Entries supplied
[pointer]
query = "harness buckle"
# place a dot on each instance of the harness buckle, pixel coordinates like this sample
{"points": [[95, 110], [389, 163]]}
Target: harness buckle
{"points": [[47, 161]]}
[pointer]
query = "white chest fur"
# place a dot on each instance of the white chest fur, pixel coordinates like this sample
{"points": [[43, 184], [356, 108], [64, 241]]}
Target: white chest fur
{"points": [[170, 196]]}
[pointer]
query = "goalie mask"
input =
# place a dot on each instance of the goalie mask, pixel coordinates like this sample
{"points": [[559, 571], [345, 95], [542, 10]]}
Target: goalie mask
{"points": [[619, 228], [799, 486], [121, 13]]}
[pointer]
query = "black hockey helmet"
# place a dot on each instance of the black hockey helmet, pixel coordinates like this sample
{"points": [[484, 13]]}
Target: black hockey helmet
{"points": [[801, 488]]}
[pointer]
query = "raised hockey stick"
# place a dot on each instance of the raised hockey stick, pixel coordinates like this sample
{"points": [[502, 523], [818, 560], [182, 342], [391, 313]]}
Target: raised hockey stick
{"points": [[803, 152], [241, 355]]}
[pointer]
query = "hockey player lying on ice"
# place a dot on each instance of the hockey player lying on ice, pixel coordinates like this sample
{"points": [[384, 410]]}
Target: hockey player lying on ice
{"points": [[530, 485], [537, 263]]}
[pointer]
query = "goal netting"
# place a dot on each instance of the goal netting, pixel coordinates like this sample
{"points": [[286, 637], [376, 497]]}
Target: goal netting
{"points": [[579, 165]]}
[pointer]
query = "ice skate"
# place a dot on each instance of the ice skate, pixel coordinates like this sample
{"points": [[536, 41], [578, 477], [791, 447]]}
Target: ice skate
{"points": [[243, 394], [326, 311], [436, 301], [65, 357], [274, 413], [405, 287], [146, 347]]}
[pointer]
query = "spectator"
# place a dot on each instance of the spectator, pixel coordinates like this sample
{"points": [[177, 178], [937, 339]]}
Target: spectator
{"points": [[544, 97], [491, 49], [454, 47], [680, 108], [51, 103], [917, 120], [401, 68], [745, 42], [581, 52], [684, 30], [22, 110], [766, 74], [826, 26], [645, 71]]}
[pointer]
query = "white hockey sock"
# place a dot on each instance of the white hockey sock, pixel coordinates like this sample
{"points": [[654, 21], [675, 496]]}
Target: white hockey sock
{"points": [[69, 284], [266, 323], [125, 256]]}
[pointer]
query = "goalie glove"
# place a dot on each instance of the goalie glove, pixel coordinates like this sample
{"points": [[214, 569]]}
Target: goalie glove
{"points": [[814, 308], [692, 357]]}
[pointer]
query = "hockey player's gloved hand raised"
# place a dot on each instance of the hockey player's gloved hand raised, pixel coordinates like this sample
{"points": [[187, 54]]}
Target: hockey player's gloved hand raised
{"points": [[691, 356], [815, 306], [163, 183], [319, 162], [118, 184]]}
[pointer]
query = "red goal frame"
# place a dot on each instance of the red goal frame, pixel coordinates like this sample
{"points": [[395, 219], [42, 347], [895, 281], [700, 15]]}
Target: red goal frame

Problem requirements
Retype each line of the material above exactly.

Answer space
[pointer]
query = "harness buckle"
# place a dot on each instance of the harness buckle, pixel coordinates like this sample
{"points": [[95, 110], [389, 163]]}
Target: harness buckle
{"points": [[47, 161]]}
[pointer]
query = "white chest fur"
# place a dot on each instance of the white chest fur, pixel coordinates like this sample
{"points": [[43, 184], [356, 108], [64, 241]]}
Target: white chest fur
{"points": [[170, 196]]}
[pointer]
query = "goalie mask"
input =
# place a dot on each instance of the goalie mask, pixel coordinates like this sample
{"points": [[559, 571], [345, 95], [542, 10]]}
Target: goalie mask
{"points": [[619, 228], [799, 486], [121, 13]]}
[pointer]
query = "black hockey helmet"
# place a dot on each instance of the black hockey helmet, pixel coordinates like this sample
{"points": [[484, 13]]}
Target: black hockey helmet
{"points": [[801, 488]]}
[pointer]
query = "raised hockey stick"
# place a dot on each instance of the raised hockey stick, pixel coordinates like this sample
{"points": [[502, 523], [818, 560], [182, 342], [391, 313]]}
Target: raised hockey stick
{"points": [[803, 152], [241, 355]]}
[pointer]
query = "hockey player lying on ice"
# place a dot on each instance of the hockey player lying on ice, pixel coordinates like this sample
{"points": [[384, 410]]}
Target: hockey player lying on ice
{"points": [[530, 485], [537, 263]]}
[pointer]
query = "goal netting"
# place a dot on each instance of the goal netting, pixel coordinates like this sample
{"points": [[286, 637], [376, 497]]}
Target: goal netting
{"points": [[579, 165]]}
[pointer]
query = "ice skate"
# place a dot on each instance of the ice skate, pixel coordinates like this sample
{"points": [[536, 41], [578, 477], [791, 447]]}
Target: ice skate
{"points": [[243, 394], [326, 311], [436, 301], [65, 357], [274, 413], [405, 287], [146, 347]]}
[pointer]
query = "spectator"
# place a dot on each instance of the spectator, pixel coordinates like this sample
{"points": [[177, 178], [937, 339]]}
Target: spectator
{"points": [[544, 97], [491, 49], [454, 47], [680, 108], [51, 103], [917, 120], [401, 68], [745, 42], [581, 52], [684, 30], [22, 110], [766, 74], [826, 26], [645, 71]]}
[pointer]
query = "white hockey sock"
# place a dot on each instance of the white hockey sock, pixel coordinates like this sample
{"points": [[654, 21], [675, 496]]}
Target: white hockey sock
{"points": [[69, 284], [266, 323], [125, 256]]}
[pointer]
query = "goalie glove"
# place a dot on each instance of the goalie glove, pixel coordinates like this sample
{"points": [[214, 569]]}
Target: goalie glove
{"points": [[814, 308], [692, 357]]}
[pointer]
query = "hockey player's gloved hand raised"
# place a dot on each instance of the hockey player's gloved hand raised, pixel coordinates like this sample
{"points": [[187, 54]]}
Target: hockey player's gloved hand raised
{"points": [[691, 356], [815, 306], [163, 183], [319, 162], [118, 184]]}
[pointer]
query = "red goal frame"
# place a dot on each instance of the red goal frame, pixel coordinates like this sample
{"points": [[395, 219], [42, 347], [895, 281], [700, 15]]}
Target: red goal frame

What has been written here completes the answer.